DIRECTION: Print the records word for word from the line with "the umbrella handle" to the line with "column 168, row 71", both lines included, and nothing else.

Stored records
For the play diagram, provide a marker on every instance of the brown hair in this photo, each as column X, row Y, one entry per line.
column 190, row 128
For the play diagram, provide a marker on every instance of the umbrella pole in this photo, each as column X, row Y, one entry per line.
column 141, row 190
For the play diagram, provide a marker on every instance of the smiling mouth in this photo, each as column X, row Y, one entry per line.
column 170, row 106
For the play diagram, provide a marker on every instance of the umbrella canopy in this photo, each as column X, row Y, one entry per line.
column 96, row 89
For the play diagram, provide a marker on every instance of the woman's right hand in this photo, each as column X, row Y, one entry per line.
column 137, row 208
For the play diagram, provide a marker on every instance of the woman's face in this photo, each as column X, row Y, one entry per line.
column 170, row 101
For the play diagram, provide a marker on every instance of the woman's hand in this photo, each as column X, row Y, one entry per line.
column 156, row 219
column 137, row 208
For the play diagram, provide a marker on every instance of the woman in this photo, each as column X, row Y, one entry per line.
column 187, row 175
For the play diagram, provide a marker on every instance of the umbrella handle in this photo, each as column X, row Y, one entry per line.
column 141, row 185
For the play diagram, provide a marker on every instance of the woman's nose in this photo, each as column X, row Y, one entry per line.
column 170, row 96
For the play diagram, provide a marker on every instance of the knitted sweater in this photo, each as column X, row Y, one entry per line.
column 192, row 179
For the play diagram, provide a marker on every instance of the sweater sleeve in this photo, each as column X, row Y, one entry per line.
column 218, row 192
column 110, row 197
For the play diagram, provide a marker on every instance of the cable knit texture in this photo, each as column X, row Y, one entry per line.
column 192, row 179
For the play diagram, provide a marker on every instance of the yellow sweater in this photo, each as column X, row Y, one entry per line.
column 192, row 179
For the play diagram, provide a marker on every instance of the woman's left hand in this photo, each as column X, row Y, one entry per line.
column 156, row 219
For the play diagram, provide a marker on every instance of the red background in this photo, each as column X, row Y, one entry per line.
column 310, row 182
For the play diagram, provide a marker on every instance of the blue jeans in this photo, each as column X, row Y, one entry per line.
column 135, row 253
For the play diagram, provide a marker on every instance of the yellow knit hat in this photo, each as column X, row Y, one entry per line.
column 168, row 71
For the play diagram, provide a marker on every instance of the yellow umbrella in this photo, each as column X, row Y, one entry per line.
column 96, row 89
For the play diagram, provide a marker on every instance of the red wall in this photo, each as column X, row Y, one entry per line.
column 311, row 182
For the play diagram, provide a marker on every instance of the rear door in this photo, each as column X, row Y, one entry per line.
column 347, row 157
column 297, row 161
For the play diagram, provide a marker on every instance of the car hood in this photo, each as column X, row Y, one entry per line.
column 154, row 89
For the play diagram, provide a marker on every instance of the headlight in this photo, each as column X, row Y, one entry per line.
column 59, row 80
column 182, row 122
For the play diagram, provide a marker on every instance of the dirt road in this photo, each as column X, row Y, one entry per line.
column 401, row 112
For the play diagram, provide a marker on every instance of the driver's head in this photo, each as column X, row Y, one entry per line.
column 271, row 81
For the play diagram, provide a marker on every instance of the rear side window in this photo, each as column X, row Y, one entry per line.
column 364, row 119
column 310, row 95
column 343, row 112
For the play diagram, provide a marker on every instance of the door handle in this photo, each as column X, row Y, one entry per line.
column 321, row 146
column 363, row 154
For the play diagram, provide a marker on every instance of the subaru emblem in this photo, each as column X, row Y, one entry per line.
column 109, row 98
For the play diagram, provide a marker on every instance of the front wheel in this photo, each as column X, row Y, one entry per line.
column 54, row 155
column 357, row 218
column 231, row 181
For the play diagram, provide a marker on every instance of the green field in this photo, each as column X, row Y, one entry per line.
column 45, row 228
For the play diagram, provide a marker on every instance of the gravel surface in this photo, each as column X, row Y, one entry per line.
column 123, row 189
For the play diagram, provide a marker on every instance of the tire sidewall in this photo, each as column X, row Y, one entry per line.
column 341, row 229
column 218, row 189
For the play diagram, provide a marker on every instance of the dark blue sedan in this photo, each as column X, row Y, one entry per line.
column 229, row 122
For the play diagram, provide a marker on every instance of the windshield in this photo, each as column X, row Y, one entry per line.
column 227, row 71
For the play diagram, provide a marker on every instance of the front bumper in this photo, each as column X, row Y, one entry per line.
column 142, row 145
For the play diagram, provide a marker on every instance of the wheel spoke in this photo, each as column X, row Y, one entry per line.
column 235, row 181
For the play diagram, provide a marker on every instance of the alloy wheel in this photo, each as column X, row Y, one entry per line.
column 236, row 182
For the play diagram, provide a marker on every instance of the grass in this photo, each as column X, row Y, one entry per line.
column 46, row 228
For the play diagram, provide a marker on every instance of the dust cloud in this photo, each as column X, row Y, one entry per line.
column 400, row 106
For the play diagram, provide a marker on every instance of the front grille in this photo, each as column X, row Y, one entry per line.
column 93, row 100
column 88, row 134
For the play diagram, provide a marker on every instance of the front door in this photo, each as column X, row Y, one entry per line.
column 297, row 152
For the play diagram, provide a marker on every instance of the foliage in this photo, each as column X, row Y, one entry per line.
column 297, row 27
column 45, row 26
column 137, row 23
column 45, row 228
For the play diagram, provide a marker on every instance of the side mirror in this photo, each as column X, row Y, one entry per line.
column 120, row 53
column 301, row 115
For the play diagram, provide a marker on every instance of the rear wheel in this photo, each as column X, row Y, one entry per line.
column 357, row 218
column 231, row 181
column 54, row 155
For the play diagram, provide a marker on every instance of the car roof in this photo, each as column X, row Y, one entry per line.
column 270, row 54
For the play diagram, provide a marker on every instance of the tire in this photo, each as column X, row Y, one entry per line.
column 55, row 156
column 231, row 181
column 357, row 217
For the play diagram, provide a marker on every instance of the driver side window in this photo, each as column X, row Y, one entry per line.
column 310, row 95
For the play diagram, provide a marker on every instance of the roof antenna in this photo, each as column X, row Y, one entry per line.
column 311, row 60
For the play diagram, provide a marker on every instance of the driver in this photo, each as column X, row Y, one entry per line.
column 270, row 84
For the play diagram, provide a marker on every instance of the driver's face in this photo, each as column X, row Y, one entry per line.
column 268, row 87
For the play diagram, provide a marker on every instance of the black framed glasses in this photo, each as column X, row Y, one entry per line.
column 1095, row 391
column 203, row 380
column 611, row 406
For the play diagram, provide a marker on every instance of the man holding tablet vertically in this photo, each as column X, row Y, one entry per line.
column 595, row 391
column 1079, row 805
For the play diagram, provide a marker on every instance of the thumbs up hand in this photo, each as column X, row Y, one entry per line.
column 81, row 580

FINISHED EXERCISE:
For the play diagram, provide a marker on every instance of the umbrella handle in this photo, each as column X, row Y, one entry per line.
column 141, row 185
For the play diagram, provide a marker on every instance of the woman's nose in this photo, each as column X, row Y, one entry per line.
column 170, row 96
For the play diagram, provide a marker on every instance of the knitted sweater in this photo, each as column X, row Y, one entry per line.
column 192, row 179
For the play diagram, provide a marker on every instance of the sweater sleeve in this photo, each as column X, row Y, one entry per line.
column 218, row 192
column 110, row 197
For the play diagram, provide a marker on every instance of the cable knit texture in this photo, each as column X, row Y, one entry per line.
column 192, row 179
For the play diagram, provide a marker on every instance of the yellow sweater in this photo, each as column X, row Y, one entry per line.
column 192, row 179
For the play diagram, provide a marker on every instance of the woman's left hand in this photo, each as column X, row Y, one entry per line.
column 156, row 219
For the play diagram, provide a marker on every instance of the red background in this photo, each as column X, row Y, one entry per line.
column 310, row 182
For the play diagram, provide a marker on every instance of the blue jeans in this photo, each as column X, row Y, one entry per line.
column 135, row 253
For the play diagram, provide a marker on every instance of the yellow knit hat in this photo, each as column X, row Y, one entry per line.
column 168, row 71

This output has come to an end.